-- start Given text --

Tito, I soon learned, came from Westindian Panamanian parents who had the physical characteristics of the culizos. Culizos in Panama bear the racial attributes of East Indians and my new friend had that distinct swarthy skin color, chocolate-brown, with a slight curl to his mostly straight hair. These features all combined in Tito to make him a good looking guy although he was a little shorter in stature than me.
We walked in silence towards the center of the city where we both lived when we were suddenly met by another guy, a mulatto in appearance. “Hey, this is my friend Riri who came here from Panama,” says Tito gregariously.
Tito then turns to me and says, “Riri, this is my Brother Renaldo.” The three of us shake hands in a spirit of camaraderie, and I was honestly lifted out of any sour mood that I may have been harboring. “Glad to know you Renaldo,” I said and we exchanged greetings. Before moving from that spot another boy whom I recognised from our class approached us like a good little politician, with his hand outstretched. “Hey, it’s a pleasure…what’s your name?” he says good naturedly. “Reid,” I started to say, but before I could clarify, Tito says, “We’ve given him a nickname…Riri.” The other new boy, Albert Bryan, would become one of the best friends I’d harvest in the town of Colon.

-- end Given text --
-- start Extracted material --

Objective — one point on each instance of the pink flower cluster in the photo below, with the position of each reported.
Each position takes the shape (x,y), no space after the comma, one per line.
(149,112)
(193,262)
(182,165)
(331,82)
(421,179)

-- end Extracted material --

- Exercise goal
Please name the boy who, according to the passage about Tito, would become one of the narrator's best friends in the town of Colon.

- Exercise answer
Albert Bryan